# Teks Sumber
▬▬▬

Jakarta (ANTARA) - Tiga bulan pertama di 2020 sungguh merupakan cobaan yang luar biasa bagi para pelaku pasar keuangan yang khawatir dan resah dalam memandang potensi ekonomi global kedepan.

Salah satu penyebab utama kekhawatiran investor adalah penyebaran virus Corona atau COVID-19 yang makin meluas ke Amerika Serikat dan beberapa negara di Eropa.

Pergerakan virus yang tidak terduga membuat negara-negara mulai waspada dan masing-masing saling membatasi kegiatan ekonomi agar wabah tidak makin meluas.

Padahal, kondisi global saat ini belum sepenuhnya pulih dari tingginya tensi perang dagang antara AS dengan China maupun gejolak geopolitik beberapa waktu lalu.

Baca juga: Sri Mulyani kerahkan stimulus fiskal untuk topang ekonomi RI

Beberapa negara maju maupun berkembang bahkan mulai terancam resesi atau pertumbuhan ekonomi nol persen karena tidak mampu mengantisipasi berbagai tekanan ekstenal tersebut.

Dana Moneter Internasional (IMF) bahkan menilai penyebaran COVID-19 telah mengganggu rantai pasokan dunia dan dapat menghambat pemulihan ekonomi global.

Pada Februari, IMF telah merevisi turun pertumbuhan global 2020 menjadi 3,2 persen, atau 0,1 poin persentase lebih rendah dari proyeksi Januari.

▬▬▬

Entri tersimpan
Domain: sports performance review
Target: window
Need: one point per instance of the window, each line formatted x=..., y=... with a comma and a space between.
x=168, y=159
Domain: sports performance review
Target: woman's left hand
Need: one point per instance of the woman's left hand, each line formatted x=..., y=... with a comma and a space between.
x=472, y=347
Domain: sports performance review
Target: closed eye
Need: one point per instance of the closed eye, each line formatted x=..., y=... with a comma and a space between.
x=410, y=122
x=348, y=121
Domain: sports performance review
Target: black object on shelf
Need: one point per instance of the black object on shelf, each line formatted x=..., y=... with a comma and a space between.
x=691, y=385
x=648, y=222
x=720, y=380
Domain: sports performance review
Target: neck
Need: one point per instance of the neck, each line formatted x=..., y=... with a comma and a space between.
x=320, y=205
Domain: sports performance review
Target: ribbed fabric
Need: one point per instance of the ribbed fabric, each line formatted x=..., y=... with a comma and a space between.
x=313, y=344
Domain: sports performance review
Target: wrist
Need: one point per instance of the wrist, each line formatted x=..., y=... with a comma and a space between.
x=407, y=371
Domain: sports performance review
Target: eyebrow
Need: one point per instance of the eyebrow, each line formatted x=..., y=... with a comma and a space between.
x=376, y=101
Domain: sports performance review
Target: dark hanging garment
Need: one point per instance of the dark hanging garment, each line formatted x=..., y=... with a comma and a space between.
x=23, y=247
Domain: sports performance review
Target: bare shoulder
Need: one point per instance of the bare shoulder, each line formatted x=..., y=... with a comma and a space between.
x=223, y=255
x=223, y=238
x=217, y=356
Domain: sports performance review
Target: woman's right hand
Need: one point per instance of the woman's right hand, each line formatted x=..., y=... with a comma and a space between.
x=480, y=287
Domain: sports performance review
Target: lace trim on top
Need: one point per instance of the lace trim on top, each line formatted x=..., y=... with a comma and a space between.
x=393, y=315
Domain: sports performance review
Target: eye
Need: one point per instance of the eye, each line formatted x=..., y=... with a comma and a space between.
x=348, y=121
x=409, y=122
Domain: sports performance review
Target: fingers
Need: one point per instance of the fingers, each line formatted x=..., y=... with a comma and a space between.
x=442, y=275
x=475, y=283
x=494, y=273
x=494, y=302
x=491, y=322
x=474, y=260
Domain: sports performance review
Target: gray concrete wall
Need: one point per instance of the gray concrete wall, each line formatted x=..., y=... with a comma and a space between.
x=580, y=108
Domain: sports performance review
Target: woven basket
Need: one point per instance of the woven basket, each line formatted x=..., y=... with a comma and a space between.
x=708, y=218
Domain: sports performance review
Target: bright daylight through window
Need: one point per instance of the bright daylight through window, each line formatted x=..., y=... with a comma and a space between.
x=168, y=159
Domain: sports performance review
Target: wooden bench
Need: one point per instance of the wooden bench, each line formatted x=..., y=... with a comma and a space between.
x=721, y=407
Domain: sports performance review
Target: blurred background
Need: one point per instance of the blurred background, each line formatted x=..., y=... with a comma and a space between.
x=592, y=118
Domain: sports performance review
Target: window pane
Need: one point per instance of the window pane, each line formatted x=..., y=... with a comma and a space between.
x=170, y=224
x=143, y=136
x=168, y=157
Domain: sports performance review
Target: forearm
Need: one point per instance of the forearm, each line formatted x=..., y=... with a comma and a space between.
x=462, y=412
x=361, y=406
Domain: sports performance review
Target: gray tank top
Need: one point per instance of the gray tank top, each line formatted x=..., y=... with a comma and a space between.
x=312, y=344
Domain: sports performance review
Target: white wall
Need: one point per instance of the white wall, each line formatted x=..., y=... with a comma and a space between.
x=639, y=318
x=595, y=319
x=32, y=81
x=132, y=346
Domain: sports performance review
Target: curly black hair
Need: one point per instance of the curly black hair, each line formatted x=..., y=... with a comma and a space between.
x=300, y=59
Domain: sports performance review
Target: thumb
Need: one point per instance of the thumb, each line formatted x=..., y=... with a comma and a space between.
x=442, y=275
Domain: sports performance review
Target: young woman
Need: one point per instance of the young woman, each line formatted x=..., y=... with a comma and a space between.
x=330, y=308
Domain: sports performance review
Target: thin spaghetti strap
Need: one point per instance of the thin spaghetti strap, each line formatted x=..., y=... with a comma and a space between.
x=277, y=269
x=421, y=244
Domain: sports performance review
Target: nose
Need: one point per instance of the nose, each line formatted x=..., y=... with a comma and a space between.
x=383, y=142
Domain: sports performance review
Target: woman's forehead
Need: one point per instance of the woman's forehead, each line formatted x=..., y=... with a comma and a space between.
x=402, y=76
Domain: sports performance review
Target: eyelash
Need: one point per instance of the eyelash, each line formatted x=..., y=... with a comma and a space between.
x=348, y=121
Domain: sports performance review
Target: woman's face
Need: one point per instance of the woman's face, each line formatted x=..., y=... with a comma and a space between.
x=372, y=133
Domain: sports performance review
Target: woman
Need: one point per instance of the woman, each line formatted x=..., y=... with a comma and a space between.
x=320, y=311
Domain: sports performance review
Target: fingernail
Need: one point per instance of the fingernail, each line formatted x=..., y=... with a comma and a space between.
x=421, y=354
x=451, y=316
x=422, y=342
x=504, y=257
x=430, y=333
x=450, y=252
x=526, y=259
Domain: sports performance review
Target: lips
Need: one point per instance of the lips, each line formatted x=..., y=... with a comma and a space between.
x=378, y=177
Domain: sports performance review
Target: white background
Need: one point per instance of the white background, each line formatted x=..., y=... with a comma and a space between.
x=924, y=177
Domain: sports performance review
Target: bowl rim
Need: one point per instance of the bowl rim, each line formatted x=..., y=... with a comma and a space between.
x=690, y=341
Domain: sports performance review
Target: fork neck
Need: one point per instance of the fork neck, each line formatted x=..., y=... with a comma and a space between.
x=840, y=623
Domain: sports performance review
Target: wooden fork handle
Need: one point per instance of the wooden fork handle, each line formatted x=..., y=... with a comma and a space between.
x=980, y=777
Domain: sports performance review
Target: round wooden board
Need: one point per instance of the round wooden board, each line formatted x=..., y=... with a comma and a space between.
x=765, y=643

▬▬▬

# Tugas Wajib
1. Menurut artikel tentang ekonomi global, menjadi berapa persen IMF merevisi turun pertumbuhan global 2020 pada bulan Februari?
2. Lanjutkan artikel tentang ekonomi global, dimulai setelah kalimat terakhir yang tercantum.
Daftar tersebut diambil dari sumber yang berbeda dengan artikel tentang ekonomi global.

# Jawaban Setiap Tugas
1. Menjadi 3,2 persen, atau 0,1 poin persentase lebih rendah dari proyeksi Januari.

2.
Lembaga multilateral ini juga telah menyediakan 50 miliar dolar AS melalui fasilitas pembiayaan darurat untuk negara-negara berpenghasilan rendah dan negara berkembang.

Menteri Keuangan Sri Mulyani Indrawati menilai dampak dari virus lebih kompleks dibandingkan tekanan ekonomi global pada 2008 akibat kebangkrutan bank investasi di AS, Lehman Brothers.

Menurut dia, COVID-19 menimbulkan tekanan langsung terhadap individu masyarakat dan mengganggu kegiatan produksi, bukan melalui sektor keuangan seperti pada 2008.

Baca juga: Rupiah berpeluang menguat seiring stimulus hadapi COVID-19

"Karena ini menyangkut diri langsung pada ancaman mereka, keselamatan, kesehatan, sampai pada kemungkinan terancam meninggal dunia, itu yang jauh dampaknya lebih langsung," ujarnya.

Dengan demikian, tambah dia, efek yang timbul karena virus adalah dampak riil yang menghambat roda perekonomian, bukan sekedar PHK atau penutupan korporasi.

Belum selesai dengan urusan COVID-19, dunia dikejutkan oleh perang harga minyak akibat ketidaksepakatan antara Organisasi Negara-Negara Pengekspor Minyak (OPEC) dan Rusia mengenal jumlah produksi.

Sentimen itu menyebabkan Indeks Harga Saham Gabungan (IHSG) ditutup melemah 6,58 persen ke level 5.136 pada Senin (9/3) dengan status indeks berkinerja terlemah di Asia.

Semua indeks sektoral tercatat negatif dengan aneka industri mengalami kerugian paling banyak yaitu 9,42 persen, disusul pertanian minus 7,92 persen serta industri dasar dan kimia minus 7,35 persen.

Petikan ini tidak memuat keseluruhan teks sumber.